Source text:
────────────────────
Copy Number Variation Analysis Pipeline

Introduction

The copy number variation (CNV) pipeline uses Affymetrix SNP 6.0 array data to identify genomic regions that are repeated and infer the copy number of these repeats. This pipeline is built onto the existing TCGA level 2 data generated by Birdsuite and uses the DNAcopy R-package to perform a circular binary segmentation (CBS) analysis [1]. CBS translates noisy intensity measurements into chromosomal regions of equal copy number. The final output files are segmented into genomic regions with the estimated copy number for each region. The GDC further transforms these copy number values into segment mean values, which are equal to log2(copy-number/ 2). Diploid regions will have a segment mean of zero, amplified regions will have positive values, and deletions will have negative values.
────────────────────
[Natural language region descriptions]
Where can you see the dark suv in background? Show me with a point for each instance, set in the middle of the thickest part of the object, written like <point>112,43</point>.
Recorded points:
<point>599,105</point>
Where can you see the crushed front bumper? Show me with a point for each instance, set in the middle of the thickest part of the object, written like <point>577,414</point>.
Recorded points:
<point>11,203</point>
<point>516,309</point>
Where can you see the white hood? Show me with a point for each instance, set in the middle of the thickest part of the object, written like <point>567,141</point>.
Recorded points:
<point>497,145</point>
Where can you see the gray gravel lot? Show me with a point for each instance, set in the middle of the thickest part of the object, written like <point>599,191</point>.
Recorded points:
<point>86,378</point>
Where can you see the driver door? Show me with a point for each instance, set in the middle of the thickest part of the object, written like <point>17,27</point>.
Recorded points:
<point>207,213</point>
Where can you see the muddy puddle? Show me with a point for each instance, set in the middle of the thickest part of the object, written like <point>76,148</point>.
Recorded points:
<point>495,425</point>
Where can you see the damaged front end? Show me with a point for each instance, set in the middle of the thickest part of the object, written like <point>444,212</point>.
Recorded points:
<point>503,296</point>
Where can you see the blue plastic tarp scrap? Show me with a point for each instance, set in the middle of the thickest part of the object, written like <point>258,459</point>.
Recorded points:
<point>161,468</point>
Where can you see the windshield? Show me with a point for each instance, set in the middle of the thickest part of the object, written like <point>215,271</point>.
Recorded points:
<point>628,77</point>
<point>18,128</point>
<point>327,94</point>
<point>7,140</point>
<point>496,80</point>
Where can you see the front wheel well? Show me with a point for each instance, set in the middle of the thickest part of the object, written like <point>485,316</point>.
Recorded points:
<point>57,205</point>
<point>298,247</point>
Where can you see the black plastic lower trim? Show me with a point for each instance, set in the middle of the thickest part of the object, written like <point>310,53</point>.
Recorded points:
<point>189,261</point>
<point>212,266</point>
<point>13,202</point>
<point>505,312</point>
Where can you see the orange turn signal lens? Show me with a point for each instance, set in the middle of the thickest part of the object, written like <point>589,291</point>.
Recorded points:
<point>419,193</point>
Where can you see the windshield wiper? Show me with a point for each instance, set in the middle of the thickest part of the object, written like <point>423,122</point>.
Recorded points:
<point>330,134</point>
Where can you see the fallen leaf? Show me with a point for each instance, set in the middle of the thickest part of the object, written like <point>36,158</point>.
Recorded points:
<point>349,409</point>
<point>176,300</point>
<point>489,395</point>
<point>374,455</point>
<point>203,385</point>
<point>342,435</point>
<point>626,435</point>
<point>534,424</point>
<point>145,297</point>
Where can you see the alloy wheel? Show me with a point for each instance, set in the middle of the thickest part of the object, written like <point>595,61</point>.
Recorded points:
────────────────────
Activity list:
(A) Can you summarize the copy number variation pipeline text in two sentences?
(B) Could you continue the text on the copy number variation pipeline past its last sentence?

Task responses:
(A) The copy number variation pipeline builds on TCGA level 2 data generated by Birdsuite from Affymetrix SNP 6.0 arrays. It uses circular binary segmentation from the DNAcopy R-package to divide the genome into regions of equal estimated copy number, which the GDC converts into segment mean values equal to log2(copy-number/2), so diploid regions are zero, amplifications positive and deletions negative.

(B)
Data Processing Steps

The GRCh38 probe-set was produced by mapping probe sequences to the GRCh38 reference genome and can be downloaded at the GDC Reference File Website.

Copy Number Segmentation

The Copy Number Liftover Workflow uses the TCGA level 2 tangent.copynumber files described above. These files were generated by first normalizing array intensity values, estimating raw copy number, and performing tangent normalization, which subtracts variation that is found in a set of normal samples. Original array intensity values (TCGA level 1) are available in the GDC Legacy Archive under the "Data Format: CEL" and "Platform: Affymetrix SNP 6.0" filters.

The Copy Number Liftover Workflow performs CBS analysis using the DNACopy R-package to process tangent normalized data into Copy Number Segment files, which associate contiguous chromosome regions with log2 ratio segment means in a tab-delimited format. The number of probes with intensity values associated with each chromosome region is also reported (probes with no intensity values are not included in this count). During copy number segmentation probe sets from Pseudo-Autosomal Regions (PARs) were removed from males and Y chromosome segments were removed from females.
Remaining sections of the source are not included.